▸ **Quoted text**
Mali: An AQIM/JNIM Assassination in Timbuktu and Its Aftermath

On 9 September, a commander of the Operational Coordination Mechanism (French acronym MOC) was assassinated in Timbuktu, northern Mali, killed in his car. The commander’s name has been transliterated various ways – Salim Ould M’Begui, Salim Ould Nbekhi, Salim Baghi, and Saloum Ould Becki. From the Arabic spellings that have been given (see here), I would transliterate it Salim Imbighi.

In any case, he was a member of the Coordination of Movements of Azawad (CMA), a coalition of northern Malian armed movements that all played some part in the rebellion of 2012 against the Malian state. The CMA has three major components – the High Council for the Unity of Azawad (HCUA), the Arab Movement of Azawad (French acronym MAA), and the National Movement for the Liberation of Azawad (French acronym MNLA). M’Begui belonged to the MAA and was further, as we will see below, a member of the Awlad Idris/Oulad Idriss, an Arab tribe in northern Mali.

For further background, the MOC – and the patrols it runs – are a key element of the 2015 Algiers Accord, the peace agreement that aimed to prevent a resumption of war in the north following the 2012 rebellion. There are three signatories to the accord: the Malian government, the CMA, and a cluster of pro-government northern militias called the Plateform. The patrols through the MOC are meant to help these diverse groups work together and, by working together, stabilize the north. The Timbuktu MOC was only set up this May, with only around fifty fighters. The MOC there has yet to start its patrols, and the CMA was earlier accused of dragging its feet regarding patrols in both Timbuktu and Kidal.

Mali’s jihadists are, of course, not part of the accord and they have consistently attempted to sabotage the accord generally and the MOC/patrols specifically. This is key background for understanding M’Begui’s murder. On 17 September, Jama’at Nusrat al-Islam wa-l-Muslimin (JNIM) claimed responsibility for the assassination in Timbuktu. JNIM tied the Timbuktu assassination to other assaults on MOCs in the north, including the massive suicide bombing on the Gao MOC in January 2017.

JNIM, a Mali-centric jihadist coalition formed in March 2017, is an official branch of al-Qa’ida in the Islamic Maghreb (AQIM). JNIM’s leadership includes both Malians (its overall leader is Iyad ag Ghali, the infamous Tuareg rebel-turned-jihadist) and non-Malians. JNIM’s largely Malian character contributes to its sophisticated understanding of the political and tribal/ethnic landscape of northern and central Mali. The non-Malian members also have deep experience in the country, though, due to the relationships that some of AQIM’s Saharan commanders and units developed in the years leading up to the 2012 rebellion.

Records contained in a dataset:

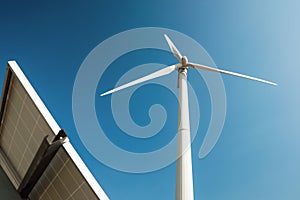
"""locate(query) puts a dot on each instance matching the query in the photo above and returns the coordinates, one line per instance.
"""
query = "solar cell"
(25, 121)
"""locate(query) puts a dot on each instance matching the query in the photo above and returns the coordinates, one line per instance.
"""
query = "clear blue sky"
(257, 156)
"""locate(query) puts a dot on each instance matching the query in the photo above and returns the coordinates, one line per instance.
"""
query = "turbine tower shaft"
(184, 172)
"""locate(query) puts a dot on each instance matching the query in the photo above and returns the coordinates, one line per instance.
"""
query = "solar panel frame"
(14, 74)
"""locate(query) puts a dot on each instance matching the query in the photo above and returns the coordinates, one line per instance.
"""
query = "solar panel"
(24, 124)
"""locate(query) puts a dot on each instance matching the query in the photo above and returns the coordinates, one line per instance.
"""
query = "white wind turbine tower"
(184, 174)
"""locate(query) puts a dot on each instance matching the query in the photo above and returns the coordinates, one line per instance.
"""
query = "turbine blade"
(198, 66)
(156, 74)
(173, 48)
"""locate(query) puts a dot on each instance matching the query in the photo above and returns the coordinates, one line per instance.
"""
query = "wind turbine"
(184, 174)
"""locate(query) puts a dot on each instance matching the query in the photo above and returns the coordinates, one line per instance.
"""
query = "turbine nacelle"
(182, 66)
(184, 61)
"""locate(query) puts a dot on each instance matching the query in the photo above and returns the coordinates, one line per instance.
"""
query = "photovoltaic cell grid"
(22, 130)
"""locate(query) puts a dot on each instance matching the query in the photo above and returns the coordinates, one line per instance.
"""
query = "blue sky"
(257, 155)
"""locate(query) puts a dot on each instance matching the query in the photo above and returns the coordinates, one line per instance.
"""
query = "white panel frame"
(90, 179)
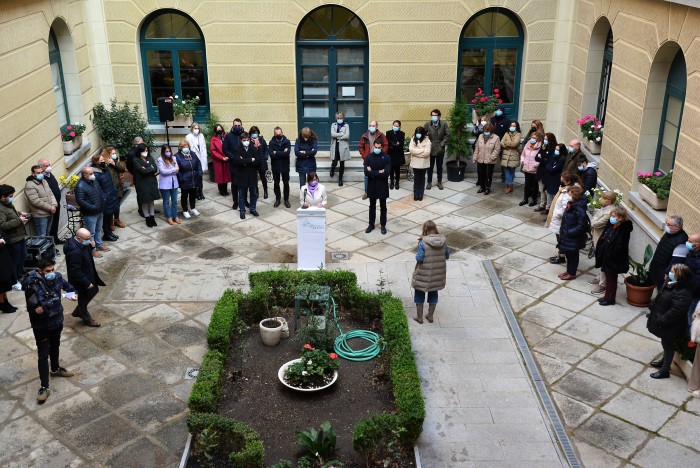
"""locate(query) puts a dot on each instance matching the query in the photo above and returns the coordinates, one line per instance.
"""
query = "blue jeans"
(169, 197)
(93, 223)
(419, 297)
(509, 173)
(43, 226)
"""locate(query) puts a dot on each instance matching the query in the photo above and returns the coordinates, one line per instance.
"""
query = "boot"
(431, 311)
(419, 313)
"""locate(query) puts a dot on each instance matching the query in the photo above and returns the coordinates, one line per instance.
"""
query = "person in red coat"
(222, 175)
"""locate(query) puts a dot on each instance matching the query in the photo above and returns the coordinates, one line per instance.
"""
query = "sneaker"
(62, 372)
(43, 394)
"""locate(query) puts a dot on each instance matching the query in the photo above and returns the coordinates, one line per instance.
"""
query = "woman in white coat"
(340, 145)
(313, 194)
(198, 146)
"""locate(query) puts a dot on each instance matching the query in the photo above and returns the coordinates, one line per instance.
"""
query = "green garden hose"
(343, 349)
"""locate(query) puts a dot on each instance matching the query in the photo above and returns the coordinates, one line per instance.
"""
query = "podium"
(311, 238)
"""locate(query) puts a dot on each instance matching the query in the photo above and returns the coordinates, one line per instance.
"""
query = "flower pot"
(638, 296)
(70, 147)
(181, 121)
(650, 197)
(271, 336)
(283, 369)
(455, 172)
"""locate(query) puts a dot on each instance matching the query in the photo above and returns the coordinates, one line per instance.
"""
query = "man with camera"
(42, 290)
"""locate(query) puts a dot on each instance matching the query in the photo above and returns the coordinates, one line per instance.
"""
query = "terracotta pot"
(638, 296)
(650, 197)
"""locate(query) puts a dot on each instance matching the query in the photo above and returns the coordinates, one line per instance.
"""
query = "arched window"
(332, 71)
(174, 61)
(490, 57)
(57, 80)
(671, 114)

▸ **Objectives**
a – Answer the following from the article on the Timbuktu assassination.
(i) In which month was the Timbuktu MOC set up?
(ii) On what date did JNIM claim responsibility for the assassination?
(iii) In what month and year was JNIM formed?
b – Reproduce the article on the Timbuktu assassination word for word, everything from "In any case, he" down to "in northern Mali.".

▸ **Responses by task**
a –
(i) May
(ii) 17 September
(iii) March 2017

b –
In any case, he was a member of the Coordination of Movements of Azawad (CMA), a coalition of northern Malian armed movements that all played some part in the rebellion of 2012 against the Malian state. The CMA has three major components – the High Council for the Unity of Azawad (HCUA), the Arab Movement of Azawad (French acronym MAA), and the National Movement for the Liberation of Azawad (French acronym MNLA). M’Begui belonged to the MAA and was further, as we will see below, a member of the Awlad Idris/Oulad Idriss, an Arab tribe in northern Mali.